## TASK INSTRUCTIONS
Turn the lines starting with the one that contains "Target: grass strip" and going on through the end of the entries into a numbered list, leaving out any blank lines.

## DATASET RECORDS
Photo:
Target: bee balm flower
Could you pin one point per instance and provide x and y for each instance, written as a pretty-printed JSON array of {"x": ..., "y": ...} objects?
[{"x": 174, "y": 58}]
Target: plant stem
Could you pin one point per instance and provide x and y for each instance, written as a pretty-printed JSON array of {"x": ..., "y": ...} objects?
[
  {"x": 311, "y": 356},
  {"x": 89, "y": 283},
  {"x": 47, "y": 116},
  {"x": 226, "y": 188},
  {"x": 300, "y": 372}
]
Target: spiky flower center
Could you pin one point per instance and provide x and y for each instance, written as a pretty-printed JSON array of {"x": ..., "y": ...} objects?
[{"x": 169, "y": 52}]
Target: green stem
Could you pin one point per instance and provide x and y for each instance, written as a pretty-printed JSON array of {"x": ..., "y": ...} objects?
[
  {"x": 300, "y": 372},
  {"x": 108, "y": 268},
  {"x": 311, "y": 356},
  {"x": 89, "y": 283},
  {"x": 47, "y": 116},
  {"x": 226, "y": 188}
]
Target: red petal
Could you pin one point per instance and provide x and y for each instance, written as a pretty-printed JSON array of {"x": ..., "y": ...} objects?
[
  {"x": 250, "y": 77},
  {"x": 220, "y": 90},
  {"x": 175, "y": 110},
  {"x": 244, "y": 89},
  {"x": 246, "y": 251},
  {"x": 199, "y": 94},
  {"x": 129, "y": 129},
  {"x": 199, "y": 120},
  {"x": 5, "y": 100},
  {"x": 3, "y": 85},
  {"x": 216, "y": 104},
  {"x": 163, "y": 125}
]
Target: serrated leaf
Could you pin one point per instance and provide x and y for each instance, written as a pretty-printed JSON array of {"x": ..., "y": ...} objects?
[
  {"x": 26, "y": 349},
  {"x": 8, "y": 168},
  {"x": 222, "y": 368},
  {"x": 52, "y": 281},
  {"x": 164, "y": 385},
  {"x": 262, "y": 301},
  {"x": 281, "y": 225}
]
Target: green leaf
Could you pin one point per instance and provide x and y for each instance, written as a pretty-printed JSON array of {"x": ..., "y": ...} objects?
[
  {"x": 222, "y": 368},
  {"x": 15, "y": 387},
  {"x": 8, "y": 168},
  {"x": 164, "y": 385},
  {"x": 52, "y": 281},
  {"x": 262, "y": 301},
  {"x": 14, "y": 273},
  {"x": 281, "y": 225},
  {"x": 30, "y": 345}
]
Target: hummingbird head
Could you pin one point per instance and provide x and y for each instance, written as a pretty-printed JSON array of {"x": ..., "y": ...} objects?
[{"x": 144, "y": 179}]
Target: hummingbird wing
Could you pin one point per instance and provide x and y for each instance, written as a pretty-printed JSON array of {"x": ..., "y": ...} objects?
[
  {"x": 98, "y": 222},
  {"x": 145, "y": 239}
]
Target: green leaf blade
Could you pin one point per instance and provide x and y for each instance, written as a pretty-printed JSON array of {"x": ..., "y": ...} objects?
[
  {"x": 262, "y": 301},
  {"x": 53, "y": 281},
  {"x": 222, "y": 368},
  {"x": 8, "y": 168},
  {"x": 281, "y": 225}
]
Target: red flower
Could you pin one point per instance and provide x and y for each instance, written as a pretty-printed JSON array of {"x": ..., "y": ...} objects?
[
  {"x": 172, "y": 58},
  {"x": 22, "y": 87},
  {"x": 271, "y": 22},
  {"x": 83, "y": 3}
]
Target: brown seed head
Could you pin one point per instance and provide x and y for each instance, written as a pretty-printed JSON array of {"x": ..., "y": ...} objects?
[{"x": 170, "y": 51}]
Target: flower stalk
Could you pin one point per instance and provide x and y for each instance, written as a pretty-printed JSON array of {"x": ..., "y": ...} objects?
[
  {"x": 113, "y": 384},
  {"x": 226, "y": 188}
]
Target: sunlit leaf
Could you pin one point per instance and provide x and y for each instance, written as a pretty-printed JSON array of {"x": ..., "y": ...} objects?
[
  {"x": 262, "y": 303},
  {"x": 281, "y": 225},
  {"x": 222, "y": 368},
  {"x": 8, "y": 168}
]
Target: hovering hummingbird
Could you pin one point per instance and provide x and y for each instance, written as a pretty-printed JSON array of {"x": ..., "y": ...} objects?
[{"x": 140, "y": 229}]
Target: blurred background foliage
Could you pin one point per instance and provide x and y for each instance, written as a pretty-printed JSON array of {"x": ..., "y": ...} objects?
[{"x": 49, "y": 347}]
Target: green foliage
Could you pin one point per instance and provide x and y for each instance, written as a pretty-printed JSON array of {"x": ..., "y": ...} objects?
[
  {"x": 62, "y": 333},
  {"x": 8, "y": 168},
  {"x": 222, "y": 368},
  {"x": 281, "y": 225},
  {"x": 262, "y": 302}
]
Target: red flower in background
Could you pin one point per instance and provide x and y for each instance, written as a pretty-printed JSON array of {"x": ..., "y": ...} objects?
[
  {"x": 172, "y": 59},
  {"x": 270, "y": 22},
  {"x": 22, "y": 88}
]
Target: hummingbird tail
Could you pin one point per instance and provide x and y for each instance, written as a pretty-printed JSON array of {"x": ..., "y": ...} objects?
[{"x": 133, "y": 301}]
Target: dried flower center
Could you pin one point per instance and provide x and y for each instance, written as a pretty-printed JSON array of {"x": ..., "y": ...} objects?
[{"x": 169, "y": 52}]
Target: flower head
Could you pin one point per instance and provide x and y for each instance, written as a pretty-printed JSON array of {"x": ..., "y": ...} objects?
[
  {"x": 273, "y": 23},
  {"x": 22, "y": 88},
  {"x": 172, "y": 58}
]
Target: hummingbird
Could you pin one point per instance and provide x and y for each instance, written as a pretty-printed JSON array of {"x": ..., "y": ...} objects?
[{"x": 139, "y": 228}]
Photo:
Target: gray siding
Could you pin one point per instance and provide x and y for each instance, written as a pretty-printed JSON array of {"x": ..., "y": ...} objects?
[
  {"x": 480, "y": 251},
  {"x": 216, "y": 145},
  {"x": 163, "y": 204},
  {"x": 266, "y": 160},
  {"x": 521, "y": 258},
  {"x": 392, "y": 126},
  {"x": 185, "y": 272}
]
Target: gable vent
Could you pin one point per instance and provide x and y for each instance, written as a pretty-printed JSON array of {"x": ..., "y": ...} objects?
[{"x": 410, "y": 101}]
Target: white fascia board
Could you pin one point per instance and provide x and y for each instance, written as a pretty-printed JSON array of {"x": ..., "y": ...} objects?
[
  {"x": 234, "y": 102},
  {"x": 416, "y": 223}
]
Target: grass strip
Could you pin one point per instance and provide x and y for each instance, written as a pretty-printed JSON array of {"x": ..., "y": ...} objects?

## RESPONSE TO THIS EXERCISE
1. Target: grass strip
2. Could you pin one point per instance and provide x and y for each instance, written as a pretty-printed JSON array of {"x": ..., "y": ...} objects?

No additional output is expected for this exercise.